>> Start Given text

“I’m talking about your father! There were promises made across this desk! You mustn’t tell me you’ve got people to see — I put 34 years into this firm, Howard, and now I can’t pay my insurance! You can’t eat the orange and throw the peel away — a man is not a piece of fruit.”— Willy Loman, in Arthur Miller’s Death of a Salesman

PROLOGUE

This writing was undertaken in mid-2006 when private equity funds were riding along their upward trajectories, attaining their apogee sometime in mid-2007, when the Blackstone Group succeeded in getting off its initial public offering. It even attracted some billions of dollars of sovereign Chinese wealth funds — with Kohlberg, Kravis, Roberts waiting in the wings to do an encore.

This was a period of time that fully justified the strident reference to the phrase “mania” in the title.

But then came late 2007, with its manifestations of metastases regarding investments in subprimes, structured investment vehicles, collateralized debt obligations, derivatives and other forms of financial instruments that have been allowed to spread throughout our corporate and financial systems without control and certainly without transparency. As a consequence, the private equity acquisitions binge and related mania are now in remission.

>> End Given text
>> Start Recorded information

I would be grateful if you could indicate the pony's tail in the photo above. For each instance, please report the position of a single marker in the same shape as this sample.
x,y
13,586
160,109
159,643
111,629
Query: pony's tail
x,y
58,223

>> End Recorded information

_Tasks to perform_.
a. Output the part of the private equity prologue from "But then came" up to and including "now in remission.".
b. According to the private equity prologue, when was the writing undertaken?

_Worked answers_.
a.
But then came late 2007, with its manifestations of metastases regarding investments in subprimes, structured investment vehicles, collateralized debt obligations, derivatives and other forms of financial instruments that have been allowed to spread throughout our corporate and financial systems without control and certainly without transparency. As a consequence, the private equity acquisitions binge and related mania are now in remission.

b. In mid-2006.